Consideration of the issues


(a) The First Declaration


[17] Clause 51 (1) of the Constitution provides that:


"The executive authority of the Kingdom shall vest in the Cabinet which shall be collectively responsible to the Legislative Assembly for the executive functions of the Government".


This description of the main functions of the Cabinet is remarkably similar to the way in which the UK Cabinet's functions were described in 1918 [Cd.9230]: (a) the final determination of the policy to be submitted to Parliament (b) the supreme control of the national executive in accordance with the policy prescribed by Parliament and (c) the continuous co-ordination and delimitation in the interests of the several Departments of State.


[18] In Tonga, unlike in the UK, some specific statutory functions are also conferred upon on the Cabinet. Examples of these are the consent of Cabinet which is required by Sections 54(1) and 56(1) of the Land Act. In C.O. Williams Construction v Blackman [1994] 4 LRC 216, 222 the Privy Council [UK] said:


"When the Cabinet exercises a specific statutory function which, had it been conferred on a Minister instead of the Cabinet would unquestionably have been subject to Judicial Review, their Lordships can see no reason in principle why the Cabinet's exercise of the function should not be subject to Judicial Review to the same extent and on the same grounds as the Minister's would have been".


[19] The question, therefore, is whether, in approving the payments involved in the First Declaration, Cabinet was exercising a specific statutory function. The Applicant did not refer me to any statutory function in the decision to approve the payments except Sections 124 and 126 of the Land Act. Apart however from the formal requirement that all leases be signed by a Cabinet Minister, there is no involvement of Cabinet at all in this Division of the Act. Furthermore, as pointed out by the Solicitor General, had Cabinet in fact been exercising one of the powers conferred upon it by the Land Act, then any challenge to that exercise should go to the Land Court, not the Supreme Court.


[20] In approaching the question whether to grant leave to move for this declaration I have also found it relevant that the source document for the Applicant's claim is a Cabinet Memorandum clearly marked "Confidential". By convention the proceeding of Cabinet are confidential. It appears that the document may have come into the Applicant's hands following a breach by a person unknown of Section 3(1)(a) of the Official Secrets Act (Cap 5). In my view, the Supreme Court should be extremely cautious about founding judicial review on a document of this kind. Apart from the document itself (which was apparently conceded to be genuine) little is known about the context in which it was generated.


[21] In my opinion the decisions taken by the Cabinet to approve these payments were perfectly legitimate exercises of executive discretion. They were, in the words of Webster CJ in Flyniu & Anr v Ata [2006] Tonga LR 10, 21:


"Matters of high policy involving political judgment - as distinct from administrative decisions - [which] are inherently unsuitable for review by the Court".


[22] I am satisfied that the claim for the First Declaration is unarguable. I decline to extend the three month period for the application. Leave to move for the First Declaration is refused.

Material –
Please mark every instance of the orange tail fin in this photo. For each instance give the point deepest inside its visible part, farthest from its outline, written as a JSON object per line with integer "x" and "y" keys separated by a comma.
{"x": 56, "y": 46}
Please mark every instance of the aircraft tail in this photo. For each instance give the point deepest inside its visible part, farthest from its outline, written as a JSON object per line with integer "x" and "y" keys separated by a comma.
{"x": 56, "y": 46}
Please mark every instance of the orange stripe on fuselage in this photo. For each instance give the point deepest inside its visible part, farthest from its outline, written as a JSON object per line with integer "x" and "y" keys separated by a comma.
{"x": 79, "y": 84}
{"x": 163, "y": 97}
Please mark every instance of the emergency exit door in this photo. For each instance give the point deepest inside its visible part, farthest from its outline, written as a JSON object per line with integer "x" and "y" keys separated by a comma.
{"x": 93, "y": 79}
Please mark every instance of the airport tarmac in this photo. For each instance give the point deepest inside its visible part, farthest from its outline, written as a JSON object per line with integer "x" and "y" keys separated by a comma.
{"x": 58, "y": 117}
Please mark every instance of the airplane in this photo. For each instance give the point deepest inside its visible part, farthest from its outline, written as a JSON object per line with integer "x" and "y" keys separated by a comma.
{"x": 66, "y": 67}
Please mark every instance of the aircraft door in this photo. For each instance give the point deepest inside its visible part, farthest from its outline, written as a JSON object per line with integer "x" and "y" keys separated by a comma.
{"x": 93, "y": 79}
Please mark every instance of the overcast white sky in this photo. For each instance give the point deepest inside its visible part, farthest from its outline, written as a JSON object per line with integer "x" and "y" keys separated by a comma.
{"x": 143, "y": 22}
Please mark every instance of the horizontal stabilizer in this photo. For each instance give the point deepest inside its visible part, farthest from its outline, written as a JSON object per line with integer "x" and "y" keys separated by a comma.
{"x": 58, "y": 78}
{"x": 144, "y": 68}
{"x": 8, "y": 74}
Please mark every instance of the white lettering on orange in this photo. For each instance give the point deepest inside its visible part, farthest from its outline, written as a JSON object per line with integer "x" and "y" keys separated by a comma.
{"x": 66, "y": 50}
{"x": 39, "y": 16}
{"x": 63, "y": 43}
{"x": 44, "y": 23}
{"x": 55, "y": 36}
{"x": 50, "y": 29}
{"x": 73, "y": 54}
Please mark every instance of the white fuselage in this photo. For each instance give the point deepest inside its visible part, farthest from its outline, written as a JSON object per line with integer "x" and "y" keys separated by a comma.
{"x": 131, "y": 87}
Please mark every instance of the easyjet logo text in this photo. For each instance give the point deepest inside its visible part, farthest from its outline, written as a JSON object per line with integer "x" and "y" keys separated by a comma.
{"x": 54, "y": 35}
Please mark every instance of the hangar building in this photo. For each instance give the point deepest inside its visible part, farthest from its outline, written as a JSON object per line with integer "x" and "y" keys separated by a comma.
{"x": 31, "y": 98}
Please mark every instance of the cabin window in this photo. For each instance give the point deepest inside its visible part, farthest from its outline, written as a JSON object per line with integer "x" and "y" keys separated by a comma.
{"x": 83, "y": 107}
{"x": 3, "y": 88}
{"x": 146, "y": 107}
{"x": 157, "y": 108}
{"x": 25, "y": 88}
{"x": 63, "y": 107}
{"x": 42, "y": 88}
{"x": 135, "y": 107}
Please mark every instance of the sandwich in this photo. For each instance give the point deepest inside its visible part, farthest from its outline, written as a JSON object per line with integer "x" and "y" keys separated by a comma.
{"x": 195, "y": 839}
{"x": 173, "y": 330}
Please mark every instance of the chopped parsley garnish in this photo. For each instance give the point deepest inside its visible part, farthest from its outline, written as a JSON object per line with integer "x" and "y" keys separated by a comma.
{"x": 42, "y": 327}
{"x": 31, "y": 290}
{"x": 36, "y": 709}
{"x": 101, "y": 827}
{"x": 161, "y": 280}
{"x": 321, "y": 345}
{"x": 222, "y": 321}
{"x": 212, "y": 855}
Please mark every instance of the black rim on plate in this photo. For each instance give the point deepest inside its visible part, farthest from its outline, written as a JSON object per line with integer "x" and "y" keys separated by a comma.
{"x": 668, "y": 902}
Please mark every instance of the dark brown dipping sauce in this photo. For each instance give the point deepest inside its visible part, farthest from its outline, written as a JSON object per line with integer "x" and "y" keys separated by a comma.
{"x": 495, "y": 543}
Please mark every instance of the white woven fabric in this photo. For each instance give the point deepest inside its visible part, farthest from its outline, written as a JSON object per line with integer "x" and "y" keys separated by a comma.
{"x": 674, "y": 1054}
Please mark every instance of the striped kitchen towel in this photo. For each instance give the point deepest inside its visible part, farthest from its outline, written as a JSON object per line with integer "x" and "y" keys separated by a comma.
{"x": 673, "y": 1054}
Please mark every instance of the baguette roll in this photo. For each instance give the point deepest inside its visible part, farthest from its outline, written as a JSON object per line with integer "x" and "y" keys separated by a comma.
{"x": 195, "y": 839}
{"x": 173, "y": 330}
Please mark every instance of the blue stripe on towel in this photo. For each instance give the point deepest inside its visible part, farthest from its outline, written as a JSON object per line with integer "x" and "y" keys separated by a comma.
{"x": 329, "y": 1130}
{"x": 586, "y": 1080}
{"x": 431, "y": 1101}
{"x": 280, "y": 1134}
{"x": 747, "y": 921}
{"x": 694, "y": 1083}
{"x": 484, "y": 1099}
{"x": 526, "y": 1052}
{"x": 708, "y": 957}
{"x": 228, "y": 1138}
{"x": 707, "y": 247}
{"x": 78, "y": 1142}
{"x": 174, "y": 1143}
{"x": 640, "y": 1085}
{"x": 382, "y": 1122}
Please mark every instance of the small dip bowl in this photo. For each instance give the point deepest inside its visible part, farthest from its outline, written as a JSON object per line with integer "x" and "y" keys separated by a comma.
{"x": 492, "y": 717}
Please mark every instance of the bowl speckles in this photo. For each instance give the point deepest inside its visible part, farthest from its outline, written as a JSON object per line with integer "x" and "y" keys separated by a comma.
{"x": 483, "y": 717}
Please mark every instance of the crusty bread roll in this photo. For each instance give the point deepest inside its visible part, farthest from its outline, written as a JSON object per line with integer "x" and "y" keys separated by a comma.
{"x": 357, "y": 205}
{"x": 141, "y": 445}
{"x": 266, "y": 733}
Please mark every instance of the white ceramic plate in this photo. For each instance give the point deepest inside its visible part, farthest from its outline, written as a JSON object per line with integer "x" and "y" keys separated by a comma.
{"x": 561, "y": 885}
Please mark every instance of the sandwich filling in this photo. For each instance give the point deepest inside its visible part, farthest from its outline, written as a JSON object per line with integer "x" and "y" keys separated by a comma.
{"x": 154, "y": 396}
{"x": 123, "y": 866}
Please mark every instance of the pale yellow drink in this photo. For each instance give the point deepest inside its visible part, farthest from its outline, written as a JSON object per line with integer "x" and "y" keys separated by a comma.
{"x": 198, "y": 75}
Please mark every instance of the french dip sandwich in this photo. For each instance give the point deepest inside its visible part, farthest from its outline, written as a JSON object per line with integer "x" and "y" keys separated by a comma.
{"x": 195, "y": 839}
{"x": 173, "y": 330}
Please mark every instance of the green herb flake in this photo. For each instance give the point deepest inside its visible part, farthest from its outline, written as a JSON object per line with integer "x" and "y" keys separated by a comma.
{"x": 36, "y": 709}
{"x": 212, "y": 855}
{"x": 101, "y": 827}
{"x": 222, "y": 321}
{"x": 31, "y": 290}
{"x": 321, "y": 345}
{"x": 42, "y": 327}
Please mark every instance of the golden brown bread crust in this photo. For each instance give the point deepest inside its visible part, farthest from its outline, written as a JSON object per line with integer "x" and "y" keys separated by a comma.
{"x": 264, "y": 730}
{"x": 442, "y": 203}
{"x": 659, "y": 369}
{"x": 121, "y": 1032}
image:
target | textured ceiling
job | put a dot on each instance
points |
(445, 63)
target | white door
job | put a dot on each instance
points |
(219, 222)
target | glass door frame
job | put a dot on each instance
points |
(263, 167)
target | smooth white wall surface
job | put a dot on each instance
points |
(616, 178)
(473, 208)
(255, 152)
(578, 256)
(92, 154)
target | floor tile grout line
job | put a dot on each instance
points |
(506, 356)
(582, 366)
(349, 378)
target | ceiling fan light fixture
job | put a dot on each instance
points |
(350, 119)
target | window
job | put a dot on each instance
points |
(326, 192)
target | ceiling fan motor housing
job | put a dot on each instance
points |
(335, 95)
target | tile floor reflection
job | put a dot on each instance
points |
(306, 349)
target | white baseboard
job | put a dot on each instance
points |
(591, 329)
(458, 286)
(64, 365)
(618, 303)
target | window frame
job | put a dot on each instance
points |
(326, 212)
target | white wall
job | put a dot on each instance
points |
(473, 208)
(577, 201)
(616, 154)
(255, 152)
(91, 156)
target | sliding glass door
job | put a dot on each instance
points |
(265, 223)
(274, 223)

Required tasks –
[a] Reproduce the passage of the judgment excerpt between "[20] In approaching" and "it was generated.", inclusive.
[b] According to the judgment excerpt, which court should hear a challenge to Cabinet's exercise of one of its powers under the Land Act, as the Solicitor General pointed out?

Answers –
[a]
[20] In approaching the question whether to grant leave to move for this declaration I have also found it relevant that the source document for the Applicant's claim is a Cabinet Memorandum clearly marked "Confidential". By convention the proceeding of Cabinet are confidential. It appears that the document may have come into the Applicant's hands following a breach by a person unknown of Section 3(1)(a) of the Official Secrets Act (Cap 5). In my view, the Supreme Court should be extremely cautious about founding judicial review on a document of this kind. Apart from the document itself (which was apparently conceded to be genuine) little is known about the context in which it was generated.

[b] The Land Court, not the Supreme Court.